[Task description]
Output all of the data exactly as it appears, but leave out any pictures it contains.

Region pointing data
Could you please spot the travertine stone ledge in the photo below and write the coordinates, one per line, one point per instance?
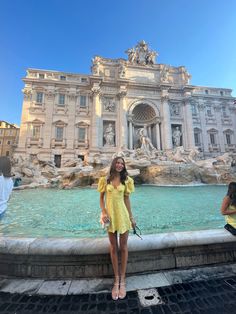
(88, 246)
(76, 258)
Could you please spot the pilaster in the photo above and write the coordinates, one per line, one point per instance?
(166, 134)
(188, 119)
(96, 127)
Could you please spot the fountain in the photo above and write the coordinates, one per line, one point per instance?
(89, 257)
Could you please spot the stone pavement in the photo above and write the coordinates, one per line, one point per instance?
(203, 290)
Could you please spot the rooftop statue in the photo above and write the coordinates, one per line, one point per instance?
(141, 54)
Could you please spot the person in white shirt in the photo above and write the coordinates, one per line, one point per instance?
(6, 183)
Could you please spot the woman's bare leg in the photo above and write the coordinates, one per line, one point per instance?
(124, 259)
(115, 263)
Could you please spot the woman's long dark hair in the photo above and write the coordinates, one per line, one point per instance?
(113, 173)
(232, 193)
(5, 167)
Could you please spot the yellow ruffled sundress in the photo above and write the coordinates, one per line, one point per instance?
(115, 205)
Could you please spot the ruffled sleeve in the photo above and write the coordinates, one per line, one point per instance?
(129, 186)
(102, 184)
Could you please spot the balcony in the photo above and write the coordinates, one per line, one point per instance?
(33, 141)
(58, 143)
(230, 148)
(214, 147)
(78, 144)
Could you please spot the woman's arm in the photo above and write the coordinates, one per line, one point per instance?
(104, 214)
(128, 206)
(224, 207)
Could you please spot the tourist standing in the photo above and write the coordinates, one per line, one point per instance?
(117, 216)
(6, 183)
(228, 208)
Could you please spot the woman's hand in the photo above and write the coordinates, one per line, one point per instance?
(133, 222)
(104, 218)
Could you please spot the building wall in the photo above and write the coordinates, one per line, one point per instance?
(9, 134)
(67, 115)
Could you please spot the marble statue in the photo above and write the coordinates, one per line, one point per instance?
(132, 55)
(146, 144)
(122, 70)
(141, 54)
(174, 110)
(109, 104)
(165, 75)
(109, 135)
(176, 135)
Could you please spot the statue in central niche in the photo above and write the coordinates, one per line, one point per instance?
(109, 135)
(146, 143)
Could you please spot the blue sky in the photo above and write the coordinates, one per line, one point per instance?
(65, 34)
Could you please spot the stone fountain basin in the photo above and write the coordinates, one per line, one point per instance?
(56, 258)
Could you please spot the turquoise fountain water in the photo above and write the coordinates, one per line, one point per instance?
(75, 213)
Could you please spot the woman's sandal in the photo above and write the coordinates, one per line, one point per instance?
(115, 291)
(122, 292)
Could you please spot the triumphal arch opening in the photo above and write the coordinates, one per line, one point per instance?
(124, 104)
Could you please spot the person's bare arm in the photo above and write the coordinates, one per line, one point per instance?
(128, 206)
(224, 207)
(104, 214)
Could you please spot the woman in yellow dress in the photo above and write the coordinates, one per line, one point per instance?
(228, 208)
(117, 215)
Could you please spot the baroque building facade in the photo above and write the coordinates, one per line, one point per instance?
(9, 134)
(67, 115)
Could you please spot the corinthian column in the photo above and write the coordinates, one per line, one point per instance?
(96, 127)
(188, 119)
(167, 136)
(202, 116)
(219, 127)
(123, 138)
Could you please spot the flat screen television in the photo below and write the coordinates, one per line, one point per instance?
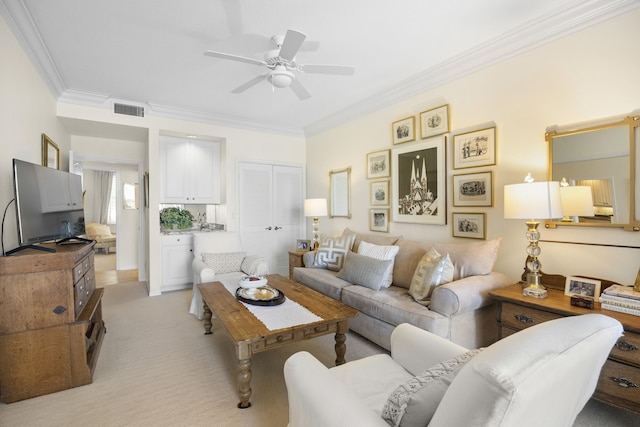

[Result of this exercise]
Could you please spot the travertine stone ledge in the photo below and write the coordinates, one per line, one point per instance?
(88, 246)
(76, 258)
Could you please spot the pilaster in the photo above and write the coordinates, one per line, one point per instance?
(166, 134)
(188, 119)
(96, 127)
Could you please spot the fountain in the photo above and write the coordinates, one per line, one point per instance?
(89, 257)
Could you please spot the stone pavement in the photo above and write the coordinates, one per line, one point per instance?
(203, 290)
Could you please spot the rooftop statue in the photo above and write the coordinates, one per line, one point per instance?
(141, 54)
Could you please spot the person in white shirt in the photo above and write the coordinates, one per line, one point per instance?
(6, 183)
Could you please spot the woman's bare leg in the photo above and write the coordinates, one per line, one point per instance?
(124, 259)
(115, 263)
Could you please spot the woman's long dark hair in the photo above and write the coordinates, one per line, one point per instance?
(113, 173)
(232, 193)
(5, 167)
Could you please spot the yellow ruffled sundress in the photo above and write the coordinates, one per line, one point per instance?
(115, 205)
Could you please spot the ruffled sleeve in the photo above and write the coordinates, one per line, one point per instance?
(129, 186)
(102, 184)
Could you please spot the balcony in the photo above and write the coordinates, one per line, one point per instance?
(33, 141)
(58, 143)
(230, 148)
(214, 147)
(78, 144)
Could you please spot the woman's arm in the photo above and write the coordinates, one per line, one point per instance?
(104, 214)
(128, 206)
(224, 207)
Could you please spot the tourist standing in the photo above and write the coordinates, one per line, one point per instance?
(117, 216)
(6, 183)
(228, 208)
Could you please spot the woman's hand in the photo above and write the coordinates, one per line, one point per instance?
(133, 222)
(104, 218)
Could you please spot the building wall in the photo above and write the coordinates, one per line, one point per instance?
(9, 134)
(67, 115)
Could you please spot the marble statue in the photo above and write the coordinates, one per line, one point per instance?
(132, 55)
(146, 144)
(122, 70)
(141, 54)
(174, 110)
(109, 104)
(165, 75)
(109, 135)
(176, 135)
Could you please spot the statue in central niche in the photo above and write the coordinates, one per line, one point per instance?
(109, 135)
(146, 143)
Could you please spot the blue sky in the photo above and write the coordinates, one per line, one point per instance?
(65, 34)
Could you please spot the stone fountain basin in the photo above and write the coordinates, one per line, one point per instance?
(56, 258)
Could you please spot the turquoise fountain water in the photo above and write the coordinates, one per line, one point per instance?
(75, 213)
Could you please spot the woman's sandal in the photo above and write the coordinates, one per line, one point per instance?
(115, 291)
(122, 292)
Could you please spot the triumphal arch opening in the photo above and write the coordinates, one per line, one point per instance?
(124, 104)
Could you please spot the person's bare arm in the photo above and write the coordinates, one per line, one point per instance?
(128, 206)
(224, 207)
(104, 214)
Could you please spot the woman in yellow dress in the photo above and write the coordinates, one per line, one point per instance?
(228, 208)
(117, 215)
Could you please spot the baroque building facade in the photo above and write the coordinates, one per line, one point per instance?
(9, 134)
(67, 115)
Could you please spot the corinthian column in the photo above and write the coordinates, one per line, one point per instance?
(96, 127)
(188, 119)
(167, 136)
(202, 116)
(219, 127)
(123, 138)
Could you please spot the flat screen television in the photo below and write the coordinates, one per line, one point per instance?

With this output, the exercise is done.